## PROVIDED TEXT
****************************************

Studies Show Long-Acting Degludec Reduces Risk of Low Blood Sugar in Diabetes Patients
WebMD Health News
Reviewed by Laura J. Martin, MD

June 27, 2011 (San Diego) -- The experimental, ultra-long-acting insulin degludec substantially reduces the risk of dangerously low blood sugar in people with diabetes, compared with the most widely prescribed long-acting insulin, Lantus, studies show.

Results from two year-long phase III trials pitting the two drugs against one another in people with type 1 and type 2 diabetes were presented here at the annual meeting of the American Diabetes Association.

Degludec is an ultra-long-acting insulin that remains active in the body much longer than insulin drugs already on the market. The trials were funded by its manufacturer, Novo Nordisk. Lantus (glargine) is manufactured by Sanofi-Aventis.

In the trials, daily injections of degludec were associated with similar blood sugar control to daily injections of Lantus, as measured by hemoglobin A1c (HbA1c) levels. Patients in both groups also took a mealtime insulin. Many also took oral metformin and/or Actos.

But patients with type 1 and type 2 diabetes who took the experimental insulin experienced fewer episodes of nighttime low blood sugar. Low blood sugar is known medically as hypoglycemia.

Previous phase II research has shown that degludec given just three times a week is as effective as daily insulin for controlling blood sugar in people with type 2 diabetes.

Treating Nighttime Hypoglycemia

The first trial included 992 patients with type 2 diabetes with high blood sugar (average HbA1c level of 8.3%), even though they were taking oral drugs to lower their blood sugar.

An HbA1c level of 7% or lower had been the traditional target for diabetes patients, but aggressive treatment to reduce levels to below 6% has been linked to an increased risk of death in people who also have risk factors for heart attack and stroke.

By one year later, about half of patients on both degludec and Lantus had reached target blood sugar levels, with A1c levels of less than 7%.

Rates of nighttime hypoglycemia, which occurs during sleeping hours, were 25% lower in those that took degludec compared with those on Lantus (1.4 vs 1.8 episodes per patient each year). People on degludec also had 18% fewer hypoglycemic episodes at any time of day (11.1 vs 13.6 episodes per patient per year for Lantus).

Also, patients on degludec tended to score higher on a standardized quality-of-life test measuring physical, social, and mental functioning.

"We were especially surprised that patients taking degludec reported significantly less body pain," researcher Alan J. Garber, MD, of Baylor College of Medicine in Houston, tells WebMD. He has served as a consultant for Novo Nordisk and received grants from Novo Nordisk and Sanofi-Aventis.

****************************************

Collected data entries:
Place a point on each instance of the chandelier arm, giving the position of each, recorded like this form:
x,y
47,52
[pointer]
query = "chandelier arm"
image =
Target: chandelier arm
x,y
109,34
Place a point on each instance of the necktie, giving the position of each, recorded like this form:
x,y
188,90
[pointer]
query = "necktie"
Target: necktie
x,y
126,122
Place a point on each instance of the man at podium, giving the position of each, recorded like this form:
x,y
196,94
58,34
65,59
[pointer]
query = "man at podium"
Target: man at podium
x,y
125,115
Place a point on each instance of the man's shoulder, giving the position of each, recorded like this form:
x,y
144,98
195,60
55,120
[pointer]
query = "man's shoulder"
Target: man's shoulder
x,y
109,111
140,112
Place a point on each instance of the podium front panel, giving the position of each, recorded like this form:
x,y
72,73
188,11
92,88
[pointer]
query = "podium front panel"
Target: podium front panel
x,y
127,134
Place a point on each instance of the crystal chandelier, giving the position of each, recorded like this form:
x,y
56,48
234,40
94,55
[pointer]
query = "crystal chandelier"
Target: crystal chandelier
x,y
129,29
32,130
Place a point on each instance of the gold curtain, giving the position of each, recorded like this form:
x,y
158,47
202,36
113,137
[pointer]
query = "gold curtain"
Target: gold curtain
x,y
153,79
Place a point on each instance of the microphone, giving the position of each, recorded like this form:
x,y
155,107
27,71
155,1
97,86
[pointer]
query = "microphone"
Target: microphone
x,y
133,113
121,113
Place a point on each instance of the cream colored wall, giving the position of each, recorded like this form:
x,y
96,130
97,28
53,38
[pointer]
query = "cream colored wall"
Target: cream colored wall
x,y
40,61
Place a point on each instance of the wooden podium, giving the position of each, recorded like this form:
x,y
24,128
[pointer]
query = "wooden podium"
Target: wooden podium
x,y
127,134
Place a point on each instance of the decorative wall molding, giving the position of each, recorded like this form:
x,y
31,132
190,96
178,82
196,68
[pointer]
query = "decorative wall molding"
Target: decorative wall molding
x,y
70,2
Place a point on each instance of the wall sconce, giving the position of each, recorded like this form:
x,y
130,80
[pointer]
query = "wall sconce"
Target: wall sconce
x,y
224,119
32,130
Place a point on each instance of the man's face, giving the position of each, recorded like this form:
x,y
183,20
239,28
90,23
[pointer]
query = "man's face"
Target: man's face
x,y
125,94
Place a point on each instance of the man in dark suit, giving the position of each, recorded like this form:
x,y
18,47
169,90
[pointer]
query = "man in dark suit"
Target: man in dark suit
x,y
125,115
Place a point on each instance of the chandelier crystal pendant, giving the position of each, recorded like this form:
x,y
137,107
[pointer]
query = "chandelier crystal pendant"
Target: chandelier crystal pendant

****************************************

## SET OF TASKS
• a. How many patients with type 2 diabetes took part in the first trial described in the degludec news report?
• b. Reproduce the passage of the degludec news report verbatim, from "Rates of nighttime" to "and mental functioning.".
• c. List every drug that the degludec news report mentions by name.

## ANSWERS BELOW
• a. 992 patients.

• b.
Rates of nighttime hypoglycemia, which occurs during sleeping hours, were 25% lower in those that took degludec compared with those on Lantus (1.4 vs 1.8 episodes per patient each year). People on degludec also had 18% fewer hypoglycemic episodes at any time of day (11.1 vs 13.6 episodes per patient per year for Lantus).

Also, patients on degludec tended to score higher on a standardized quality-of-life test measuring physical, social, and mental functioning.

• c. degludec; Lantus (glargine); metformin; Actos